Teks yang Diberikan:
——
Badan Usaha Milik Negara (BUMN) adalah badan usaha yang seluruh atau sebagian besar modalnya dimiliki oleh negara melalui penyertaan secara langsung yang berasal dari kekayaan negara yang dipisahkan.
Jumlah BUMN per akhir tahun 2023 tercatat sebanyak 142 perusahaan yang bergerak di berbagai bidang bisnis, mulai dari energi, infrastruktur, keuangan, hingga layanan dan manufaktur.
Perlu diketahui, jumlah BUMN di masa sebelumnya jauh lebih banyak dari angka di atas. Pada periode Erick Thohir menjadi Menteri BUMN sejak Oktober 2019 lalu, beliau gencar melakukan transformasi yang berujung dengan perampingan jumlah BUMN.
Dengan transformasi, beberapa BUMN sejenis digabungkan, beberapa BUMN dijadikan anak perusahaan dari BUMN lain, dan BUMN yang selalu merugi tanpa prospek usaha yang bagus dilikuidasi.
Pro dan Kontra Eksistensi BUMN
Keberadaan BUMN tak urung menimbulkan pro dan kontra, meskipun sebetulnya di banyak negara lain pun BUMN merupakan hal biasa, yang disebut dengan State Owned Enterprise (SOE).
——
Data Terkumpul:
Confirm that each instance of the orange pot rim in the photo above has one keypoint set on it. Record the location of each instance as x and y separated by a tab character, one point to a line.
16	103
——
Tujuan Tugas:
Lanjutkan teks tentang BUMN dari kalimat terakhir yang tertulis di dalamnya.

Hasil Latihan:
Mereka yang mempertanyakan BUMN, menginginkan agar pemerintah sebagai pembuat kebijakan saja dan bukan menjadi pelaku bisnis, agar fungsi regulasi dan eksekusi tidak bertabrakan.
Selain itu, ada kekhawatiran bahwa BUMN akan diisi oleh orang-orang yang berasal dari partai politik pengusung presiden terpilih atau dari tim suksesnya.
Namun, mereka yang menginginkan BUMN berkembang, punya alasan yang kuat, yakni karena BUMN paling tidak punya 3 fungsi strategis berikut ini.
Pertama, fungsi komersial sebagai perusahaan yang berbisnis untuk mencari profit. Artinya, jika mampu dikelola secara profesional, potensi cuannya sangat besar.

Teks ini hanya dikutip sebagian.